◆ Ihre Aufgaben
#1 Beantworten Sie anhand des Auszugs zu Palliativversorgung und Triage die folgenden Fragen:
(a) Was dürfte bei der palliativen Versorgung eine vorrangige Rolle spielen?
(b) Wozu können ethische Fallbesprechungen laut dem Auszug führen?
(c) Wessen Pflicht ist es, dass Schutzkleidung in ausreichendem Umfang zur Verfügung steht?
#2 Schreiben Sie den Auszug zu Palliativversorgung, Triage und Eigenschutz weiter, und zwar im Anschluss an seinen letzten Satz.

══ Textauszug ══

Falls angesichts seiner medizinischen Situation keine Indikation für eine Intensiv- oder Beatmungstherapie für den individuellen Patienten besteht oder die Intensiv- oder Beatmungstherapie nicht seinem Willen (aktuell geäußert oder vorausverfügt) entspricht, sollte eine bestmögliche palliative Versorgung erfolgen. Dabei dürften die Linderung von Luftnot und Angst sowie die psychosoziale Begleitung eine vorrangige Rolle spielen. Diese palliative Versorgung kann nicht nur in speziellen Settings wie Palliativstation oder Hospiz, sondern auch begleitend durch ein stationäres oder ambulantes Palliativteam (Palliativdienst im Krankenhaus/Spezialisierte ambulante Palliativversorgung - SAPV) oder den Hausarzt erfolgen.

Tab. 1: Beispiel einer Vorausverfügung für Notfallsituationen (aus [1])

Triage

Eine Triage bei Ex-Post-Konkurrenz (alle verfügbaren Beatmungsgeräte sind belegt und zur Versorgung eines Patienten müsste die Beatmung eines anderen Patienten beendet werden) ist nicht rechtmäßig! Dennoch könnte eine Situation entstehen, in der keine Beatmungsplätze mehr zur Verfügung stehen. Dann könnten Ärzte gezwungen sein, eine Triage vorzunehmen, um zu entscheiden, welche von den Personen, die intensivmedizinische Behandlung und Versorgung benötigen, Priorität haben und damit etwa Beatmung oder eine extrakorporale Membranoxygenierung (ECMO) erhalten.

Aus dem Verbot einer eigenen staatlichen Bewertung folgt nicht, dass entsprechende Entscheidungen vor Ort erfolgen können und müssen. So sollten die Leitlinien- und Handlungsempfehlungen der Fachgesellschaften zur Therapieentscheidung herangezogen und wo immer möglich das Mehraugenprinzip gewahrt werden. Aus dem Verbot einer eigenen staatlichen Bewertung folgt zusammenfassend keinesfalls, dass sorgfältige und ethisch begründete Entscheidungen im Alltag unterbleiben müssen.

Ethische Fallbesprechungen können in diesen Fällen zu mehr Transparenz bei Angehörigen und den an der Versorgung beteiligten Mitarbeitern führen.

Patienten, die keine invasive Therapie mit Beatmung erhalten, werden nicht etwa durch Unterlassen "getötet", sondern müssen weiterhin und mit besonderer Sorgfalt an ihren individuellen Bedürfnissen versorgt und palliativ begleitet werden.

Eigenschutz vor Fremdschutz

Die behandelnden Mitarbeiter in Krankenhäusern, Altenheimen, Praxen und in sonstigen ambulanten Tätigkeiten müssen durch ausreichende Schutzkleidung und Schutzmaßnahmen vor Kontamination gesichert sein. Dass Schutzkleidung in ausreichendem Umfang zur Verfügung steht, stellt eine Pflicht der öffentlichen Gesundheitsversorgung dar.

═══
══ Angezeigte Einträge ══

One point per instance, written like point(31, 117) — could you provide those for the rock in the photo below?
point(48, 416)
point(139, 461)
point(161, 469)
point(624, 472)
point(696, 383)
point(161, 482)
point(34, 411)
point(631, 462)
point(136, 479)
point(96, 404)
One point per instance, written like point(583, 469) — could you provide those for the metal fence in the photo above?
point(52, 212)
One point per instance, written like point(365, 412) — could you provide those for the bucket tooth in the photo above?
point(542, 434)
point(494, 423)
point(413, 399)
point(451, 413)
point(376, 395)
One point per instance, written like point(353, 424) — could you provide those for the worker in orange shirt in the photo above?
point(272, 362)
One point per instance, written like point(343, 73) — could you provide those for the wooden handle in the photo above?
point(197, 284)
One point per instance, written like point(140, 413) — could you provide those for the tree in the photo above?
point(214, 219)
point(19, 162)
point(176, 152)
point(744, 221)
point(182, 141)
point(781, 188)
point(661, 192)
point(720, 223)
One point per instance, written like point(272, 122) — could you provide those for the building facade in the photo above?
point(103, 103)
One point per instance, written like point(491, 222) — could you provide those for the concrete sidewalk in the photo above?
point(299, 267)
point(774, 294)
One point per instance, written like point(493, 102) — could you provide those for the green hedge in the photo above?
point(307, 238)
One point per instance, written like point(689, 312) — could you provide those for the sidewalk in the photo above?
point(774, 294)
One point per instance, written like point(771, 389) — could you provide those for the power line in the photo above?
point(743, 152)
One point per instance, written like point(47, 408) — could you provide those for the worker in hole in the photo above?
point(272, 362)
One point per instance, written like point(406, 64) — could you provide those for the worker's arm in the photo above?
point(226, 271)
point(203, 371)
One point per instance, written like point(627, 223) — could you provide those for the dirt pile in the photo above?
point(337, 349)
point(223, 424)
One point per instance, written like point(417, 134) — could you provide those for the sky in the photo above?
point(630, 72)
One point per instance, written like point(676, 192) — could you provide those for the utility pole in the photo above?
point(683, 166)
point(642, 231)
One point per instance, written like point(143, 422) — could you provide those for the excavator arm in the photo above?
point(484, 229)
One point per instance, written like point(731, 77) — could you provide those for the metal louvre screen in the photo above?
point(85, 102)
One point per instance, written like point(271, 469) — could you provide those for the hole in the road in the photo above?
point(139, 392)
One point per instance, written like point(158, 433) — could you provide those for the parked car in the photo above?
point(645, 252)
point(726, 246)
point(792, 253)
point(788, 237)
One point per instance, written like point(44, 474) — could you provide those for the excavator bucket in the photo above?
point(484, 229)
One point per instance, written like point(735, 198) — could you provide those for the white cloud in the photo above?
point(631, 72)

═══

◆ Geordnete Ergebnisse
#1
(a) Die Linderung von Luftnot und Angst sowie die psychosoziale Begleitung.
(b) Zu mehr Transparenz bei Angehörigen und den an der Versorgung beteiligten Mitarbeitern.
(c) Es ist eine Pflicht der öffentlichen Gesundheitsversorgung.

#2
Versorgungskonzept

Patienten mit palliativmedizinischen Krankheitsbildern im fortgeschrittenen Stadium bedürfen im Falle einer COVID-19-Infektion einer intensivierten palliativmedizinischen Begleitung. Vorausgesetzt wird, dass der Patient sich in Form einer Patientenverfügung dazu geäußert hat beziehungsweise der mutmaßliche Wille des Patienten durch Angehörige eruiert werden kann. Die meisten Patienten haben sich (abgesehen von wenigen Ausnahmen) bereits im Vorfeld gegen eine intensivtherapeutische Behandlung entschieden. Eine nochmalige Evaluation der Behandlungsoptionen ist in den meisten palliativen Fällen als obsolet zu betrachten.

Es erfordert mutige patientenorientierte Teamentscheidungen, um unnötige und unethische Behandlungen zu vermeiden.

Feststellung und Kodierung der Todesursache

Für den Fall des Ablebens eines COVID-19-positiven Palliativpatienten sollte bezüglich der Angaben auf den Leichenschauscheinen - soweit möglich - zwischen Todesfällen mit einer begleitenden/koinzidentellen und solchen mit einer ursächlich (mit)verantwortlichen COVID-19-Infektion unterschieden werden. Dabei sollten die den Tod feststellenden Ärzte ihre diagnostischen Überlegungen auf einer Kausalkette der letztlich zum Tode führenden Ursachen entwickeln und auch kodieren, um Fehlassoziationen zu vermeiden und die konkrete Bedeutung der Virusinfektion für Palliativpatienten besser einschätzen zu können.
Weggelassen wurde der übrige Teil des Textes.